YOUR TASK:
Pictures are to be left out; every line from the one with "Query: backpack" through the end of the data must be transcribed exactly.
┌────────
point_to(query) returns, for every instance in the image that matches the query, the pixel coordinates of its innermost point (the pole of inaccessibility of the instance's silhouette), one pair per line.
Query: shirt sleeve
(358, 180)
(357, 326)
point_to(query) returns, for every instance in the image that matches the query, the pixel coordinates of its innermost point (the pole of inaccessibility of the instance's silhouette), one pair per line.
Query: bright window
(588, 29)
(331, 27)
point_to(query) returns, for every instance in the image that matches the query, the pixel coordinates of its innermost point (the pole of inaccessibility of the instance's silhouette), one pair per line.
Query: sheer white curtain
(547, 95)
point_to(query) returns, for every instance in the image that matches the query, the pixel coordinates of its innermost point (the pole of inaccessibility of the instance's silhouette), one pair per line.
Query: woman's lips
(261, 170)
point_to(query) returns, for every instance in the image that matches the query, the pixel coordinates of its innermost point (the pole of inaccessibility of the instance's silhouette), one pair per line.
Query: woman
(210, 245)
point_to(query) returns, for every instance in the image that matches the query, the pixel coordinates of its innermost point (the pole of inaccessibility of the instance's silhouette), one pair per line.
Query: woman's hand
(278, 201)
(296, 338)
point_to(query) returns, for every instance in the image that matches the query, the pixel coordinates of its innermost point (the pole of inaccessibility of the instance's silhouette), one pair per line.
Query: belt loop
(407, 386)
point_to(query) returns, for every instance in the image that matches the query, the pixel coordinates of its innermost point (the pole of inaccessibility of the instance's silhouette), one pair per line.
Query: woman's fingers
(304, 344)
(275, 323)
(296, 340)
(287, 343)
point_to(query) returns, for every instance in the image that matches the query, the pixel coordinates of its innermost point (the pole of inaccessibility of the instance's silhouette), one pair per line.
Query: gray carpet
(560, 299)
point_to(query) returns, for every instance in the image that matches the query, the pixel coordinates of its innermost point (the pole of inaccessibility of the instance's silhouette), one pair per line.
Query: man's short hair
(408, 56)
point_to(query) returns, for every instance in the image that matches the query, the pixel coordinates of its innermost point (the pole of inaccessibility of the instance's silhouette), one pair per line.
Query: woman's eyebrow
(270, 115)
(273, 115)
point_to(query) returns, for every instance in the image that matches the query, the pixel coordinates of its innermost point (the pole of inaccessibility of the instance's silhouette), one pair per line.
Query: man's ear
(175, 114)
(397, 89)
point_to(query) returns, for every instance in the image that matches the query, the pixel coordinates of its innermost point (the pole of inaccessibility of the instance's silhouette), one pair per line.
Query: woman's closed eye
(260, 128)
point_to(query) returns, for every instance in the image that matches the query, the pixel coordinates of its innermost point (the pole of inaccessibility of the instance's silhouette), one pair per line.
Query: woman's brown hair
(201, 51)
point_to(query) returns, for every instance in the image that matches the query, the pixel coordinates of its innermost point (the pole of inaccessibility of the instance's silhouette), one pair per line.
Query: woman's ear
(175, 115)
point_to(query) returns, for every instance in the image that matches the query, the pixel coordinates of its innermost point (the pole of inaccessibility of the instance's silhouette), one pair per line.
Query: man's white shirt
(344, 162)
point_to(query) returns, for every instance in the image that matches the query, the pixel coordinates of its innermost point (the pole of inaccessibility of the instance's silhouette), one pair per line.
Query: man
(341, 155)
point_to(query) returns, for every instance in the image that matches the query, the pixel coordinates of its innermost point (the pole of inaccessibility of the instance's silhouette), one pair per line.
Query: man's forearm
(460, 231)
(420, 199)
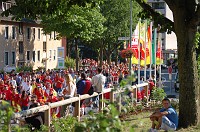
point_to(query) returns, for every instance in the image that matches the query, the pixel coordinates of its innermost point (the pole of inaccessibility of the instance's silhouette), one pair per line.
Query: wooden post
(135, 93)
(47, 117)
(77, 109)
(146, 91)
(112, 96)
(101, 102)
(119, 102)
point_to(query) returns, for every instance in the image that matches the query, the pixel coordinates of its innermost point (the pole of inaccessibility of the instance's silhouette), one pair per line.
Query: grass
(141, 123)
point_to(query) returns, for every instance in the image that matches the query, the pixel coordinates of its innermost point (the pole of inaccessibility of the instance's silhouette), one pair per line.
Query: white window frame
(14, 32)
(7, 5)
(6, 33)
(13, 58)
(5, 58)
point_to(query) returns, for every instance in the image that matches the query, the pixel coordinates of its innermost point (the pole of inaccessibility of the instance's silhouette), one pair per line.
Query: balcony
(21, 58)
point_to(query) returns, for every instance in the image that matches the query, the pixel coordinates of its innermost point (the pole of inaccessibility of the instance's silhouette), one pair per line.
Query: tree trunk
(77, 55)
(101, 55)
(116, 56)
(188, 74)
(109, 55)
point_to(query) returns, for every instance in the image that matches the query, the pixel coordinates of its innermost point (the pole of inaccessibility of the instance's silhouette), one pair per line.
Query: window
(28, 55)
(54, 55)
(159, 5)
(20, 28)
(39, 34)
(50, 54)
(44, 46)
(38, 55)
(6, 58)
(33, 33)
(21, 48)
(28, 33)
(5, 5)
(33, 56)
(54, 35)
(6, 32)
(13, 32)
(13, 58)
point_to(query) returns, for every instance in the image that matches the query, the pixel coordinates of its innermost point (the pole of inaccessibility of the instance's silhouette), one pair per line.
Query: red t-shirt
(59, 82)
(24, 102)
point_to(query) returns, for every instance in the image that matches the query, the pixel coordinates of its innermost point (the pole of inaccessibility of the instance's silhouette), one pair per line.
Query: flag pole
(139, 52)
(150, 50)
(145, 47)
(130, 62)
(155, 43)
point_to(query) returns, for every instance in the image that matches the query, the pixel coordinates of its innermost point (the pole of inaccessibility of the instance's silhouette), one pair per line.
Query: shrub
(104, 121)
(158, 94)
(24, 68)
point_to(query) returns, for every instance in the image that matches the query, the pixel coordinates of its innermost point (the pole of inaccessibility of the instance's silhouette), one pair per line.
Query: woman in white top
(69, 91)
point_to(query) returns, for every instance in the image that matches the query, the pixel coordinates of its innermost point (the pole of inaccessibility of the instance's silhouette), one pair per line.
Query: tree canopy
(186, 15)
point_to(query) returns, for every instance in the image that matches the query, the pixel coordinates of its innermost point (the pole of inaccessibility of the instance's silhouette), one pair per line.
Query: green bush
(24, 68)
(69, 62)
(106, 121)
(158, 94)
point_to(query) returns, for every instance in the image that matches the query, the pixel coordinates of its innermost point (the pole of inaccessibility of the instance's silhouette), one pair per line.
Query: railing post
(47, 117)
(146, 91)
(112, 96)
(135, 93)
(119, 101)
(77, 109)
(101, 102)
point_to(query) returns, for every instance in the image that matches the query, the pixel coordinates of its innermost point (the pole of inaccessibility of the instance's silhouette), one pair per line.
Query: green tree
(117, 14)
(186, 15)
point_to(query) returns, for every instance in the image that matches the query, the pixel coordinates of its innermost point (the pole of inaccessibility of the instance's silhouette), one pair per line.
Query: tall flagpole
(145, 47)
(155, 43)
(150, 49)
(139, 52)
(130, 62)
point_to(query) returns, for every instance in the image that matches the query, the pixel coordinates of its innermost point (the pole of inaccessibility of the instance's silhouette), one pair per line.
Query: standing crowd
(25, 90)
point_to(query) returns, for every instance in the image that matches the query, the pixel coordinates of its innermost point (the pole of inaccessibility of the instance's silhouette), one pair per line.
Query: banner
(159, 58)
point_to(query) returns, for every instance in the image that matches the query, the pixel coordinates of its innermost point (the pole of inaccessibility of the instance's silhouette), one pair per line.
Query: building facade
(169, 41)
(23, 43)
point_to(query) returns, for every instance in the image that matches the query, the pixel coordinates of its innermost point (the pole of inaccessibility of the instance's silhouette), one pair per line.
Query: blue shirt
(172, 115)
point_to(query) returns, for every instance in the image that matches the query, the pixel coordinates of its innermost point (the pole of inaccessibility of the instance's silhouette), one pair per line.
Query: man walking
(98, 82)
(166, 118)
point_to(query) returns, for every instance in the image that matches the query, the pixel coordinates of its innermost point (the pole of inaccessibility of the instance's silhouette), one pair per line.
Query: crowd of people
(26, 88)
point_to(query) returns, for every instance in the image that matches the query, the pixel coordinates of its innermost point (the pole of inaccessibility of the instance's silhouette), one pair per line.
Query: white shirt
(99, 81)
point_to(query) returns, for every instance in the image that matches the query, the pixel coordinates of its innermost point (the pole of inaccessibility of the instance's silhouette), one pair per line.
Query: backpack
(91, 90)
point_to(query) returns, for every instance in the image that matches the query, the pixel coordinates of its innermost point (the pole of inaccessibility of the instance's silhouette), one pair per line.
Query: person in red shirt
(24, 101)
(1, 85)
(59, 83)
(39, 93)
(48, 90)
(15, 100)
(52, 99)
(7, 92)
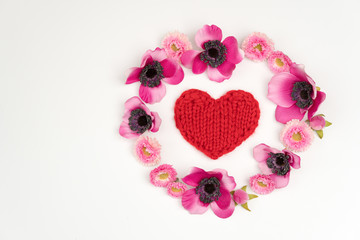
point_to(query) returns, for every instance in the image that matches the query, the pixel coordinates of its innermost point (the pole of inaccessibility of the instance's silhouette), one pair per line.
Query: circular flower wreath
(291, 89)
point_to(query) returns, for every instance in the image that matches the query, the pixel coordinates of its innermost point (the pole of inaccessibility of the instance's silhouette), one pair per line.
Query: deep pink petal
(280, 88)
(133, 75)
(191, 202)
(294, 159)
(152, 95)
(227, 181)
(261, 152)
(318, 100)
(176, 78)
(198, 65)
(284, 115)
(215, 75)
(233, 53)
(223, 213)
(226, 68)
(280, 181)
(156, 121)
(169, 67)
(207, 33)
(224, 200)
(240, 196)
(187, 59)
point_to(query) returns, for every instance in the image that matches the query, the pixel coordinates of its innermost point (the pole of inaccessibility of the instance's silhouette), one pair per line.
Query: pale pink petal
(227, 181)
(318, 100)
(156, 121)
(280, 88)
(191, 202)
(215, 75)
(152, 95)
(187, 59)
(233, 54)
(223, 213)
(226, 68)
(280, 181)
(208, 33)
(198, 65)
(284, 115)
(133, 76)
└────────
ANSWER AREA:
Query: backpack
(91, 90)
point_to(query) returns, for every instance in the image that matches the query, the pixel coordinates of its innermost point (the pole of inaccessibility of the instance's silhouette), one pair per line.
Query: person in red shirt
(24, 101)
(1, 85)
(59, 83)
(39, 93)
(48, 90)
(15, 100)
(52, 99)
(7, 92)
point_to(query) returns, for every instance in the image that matches the query, the pixel coordinates of its innermost point (the pole of inaccessibility of the instance's silhouette), one pair per line.
Query: circular flower wreath
(291, 89)
point_to(query) returns, for every instance in the image that matches the query, the pixel coordinates of its innermost point (the pole of inaccessibility of the instance's silhouette), one pair per line.
Query: deep pink petal
(280, 88)
(133, 75)
(191, 202)
(294, 159)
(152, 95)
(227, 181)
(261, 152)
(318, 100)
(176, 78)
(198, 65)
(284, 115)
(215, 75)
(233, 53)
(223, 213)
(226, 68)
(280, 181)
(156, 121)
(169, 67)
(207, 33)
(224, 200)
(240, 196)
(187, 59)
point_to(query) returns, for every instance in the image that matches the query, the pixel coordinates of its innermost point (the pole of inaccessibility of the instance's silhouette), one pair per line.
Query: pale pink petal
(227, 181)
(318, 100)
(156, 121)
(280, 88)
(191, 202)
(215, 75)
(152, 95)
(187, 59)
(233, 54)
(223, 213)
(226, 68)
(280, 181)
(208, 33)
(198, 65)
(284, 115)
(133, 76)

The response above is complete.